### Data shown
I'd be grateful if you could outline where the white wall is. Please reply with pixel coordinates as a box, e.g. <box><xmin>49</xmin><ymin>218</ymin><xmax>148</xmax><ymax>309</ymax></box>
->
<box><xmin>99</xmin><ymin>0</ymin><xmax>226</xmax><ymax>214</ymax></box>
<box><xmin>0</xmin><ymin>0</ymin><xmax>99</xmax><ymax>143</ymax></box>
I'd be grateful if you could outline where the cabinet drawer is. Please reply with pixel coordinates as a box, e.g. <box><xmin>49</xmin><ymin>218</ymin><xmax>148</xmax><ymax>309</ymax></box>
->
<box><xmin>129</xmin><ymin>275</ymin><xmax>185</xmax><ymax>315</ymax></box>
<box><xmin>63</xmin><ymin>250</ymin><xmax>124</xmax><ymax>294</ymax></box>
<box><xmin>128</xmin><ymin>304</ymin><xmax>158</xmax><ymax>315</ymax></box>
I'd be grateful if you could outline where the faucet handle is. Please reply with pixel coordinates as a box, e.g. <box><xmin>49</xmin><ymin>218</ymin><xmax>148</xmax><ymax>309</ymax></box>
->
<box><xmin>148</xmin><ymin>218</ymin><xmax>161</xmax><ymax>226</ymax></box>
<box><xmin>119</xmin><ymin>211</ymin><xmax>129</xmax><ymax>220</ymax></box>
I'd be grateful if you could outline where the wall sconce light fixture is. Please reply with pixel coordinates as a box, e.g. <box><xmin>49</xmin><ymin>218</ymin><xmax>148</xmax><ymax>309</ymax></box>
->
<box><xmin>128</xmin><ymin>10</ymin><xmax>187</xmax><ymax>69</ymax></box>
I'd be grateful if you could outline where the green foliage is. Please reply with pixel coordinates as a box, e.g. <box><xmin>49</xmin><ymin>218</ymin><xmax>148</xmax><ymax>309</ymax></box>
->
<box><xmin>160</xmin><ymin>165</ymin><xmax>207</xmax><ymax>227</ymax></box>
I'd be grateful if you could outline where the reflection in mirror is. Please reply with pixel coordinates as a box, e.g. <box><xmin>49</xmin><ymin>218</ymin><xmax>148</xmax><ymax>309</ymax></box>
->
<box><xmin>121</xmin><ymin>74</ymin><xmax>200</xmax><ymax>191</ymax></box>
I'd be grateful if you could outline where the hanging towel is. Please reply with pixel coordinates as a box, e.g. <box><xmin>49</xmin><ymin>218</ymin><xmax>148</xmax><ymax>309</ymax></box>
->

### Task details
Extract every one of the entries above, reproducing each line verbatim and unaltered.

### Finished task
I'd be grateful if you could outline where the white wall is. Please reply with pixel coordinates as a box, e.g. <box><xmin>49</xmin><ymin>218</ymin><xmax>148</xmax><ymax>309</ymax></box>
->
<box><xmin>99</xmin><ymin>0</ymin><xmax>226</xmax><ymax>214</ymax></box>
<box><xmin>0</xmin><ymin>0</ymin><xmax>99</xmax><ymax>143</ymax></box>
I'd be grateful if you could outline where the cabinet drawer is. Please reply with pixel coordinates as a box, e.g. <box><xmin>49</xmin><ymin>218</ymin><xmax>148</xmax><ymax>309</ymax></box>
->
<box><xmin>129</xmin><ymin>275</ymin><xmax>185</xmax><ymax>315</ymax></box>
<box><xmin>63</xmin><ymin>250</ymin><xmax>124</xmax><ymax>294</ymax></box>
<box><xmin>128</xmin><ymin>304</ymin><xmax>158</xmax><ymax>315</ymax></box>
I'd be grateful if you could outline where the faucet handle is. Please reply with pixel coordinates as a box, e.g. <box><xmin>49</xmin><ymin>218</ymin><xmax>148</xmax><ymax>309</ymax></box>
->
<box><xmin>148</xmin><ymin>218</ymin><xmax>161</xmax><ymax>226</ymax></box>
<box><xmin>119</xmin><ymin>211</ymin><xmax>129</xmax><ymax>220</ymax></box>
I'd be grateful if you could outline where the wall sconce light fixture is. Please reply with pixel coordinates as a box, e.g. <box><xmin>49</xmin><ymin>218</ymin><xmax>148</xmax><ymax>309</ymax></box>
->
<box><xmin>128</xmin><ymin>10</ymin><xmax>187</xmax><ymax>69</ymax></box>
I'd be grateful if you could outline where the green foliage is. Please reply with pixel coordinates as a box, e.g. <box><xmin>49</xmin><ymin>218</ymin><xmax>148</xmax><ymax>309</ymax></box>
->
<box><xmin>160</xmin><ymin>165</ymin><xmax>207</xmax><ymax>227</ymax></box>
I'd be grateful if you could outline where the reflection in mirror is. Please reply with pixel coordinates as a box, e.g. <box><xmin>49</xmin><ymin>218</ymin><xmax>148</xmax><ymax>309</ymax></box>
->
<box><xmin>121</xmin><ymin>74</ymin><xmax>200</xmax><ymax>191</ymax></box>
I'd be grateful if you could outline where the hanging towel is. Please reply with pixel coordinates as a box, e.g. <box><xmin>49</xmin><ymin>218</ymin><xmax>148</xmax><ymax>309</ymax></box>
->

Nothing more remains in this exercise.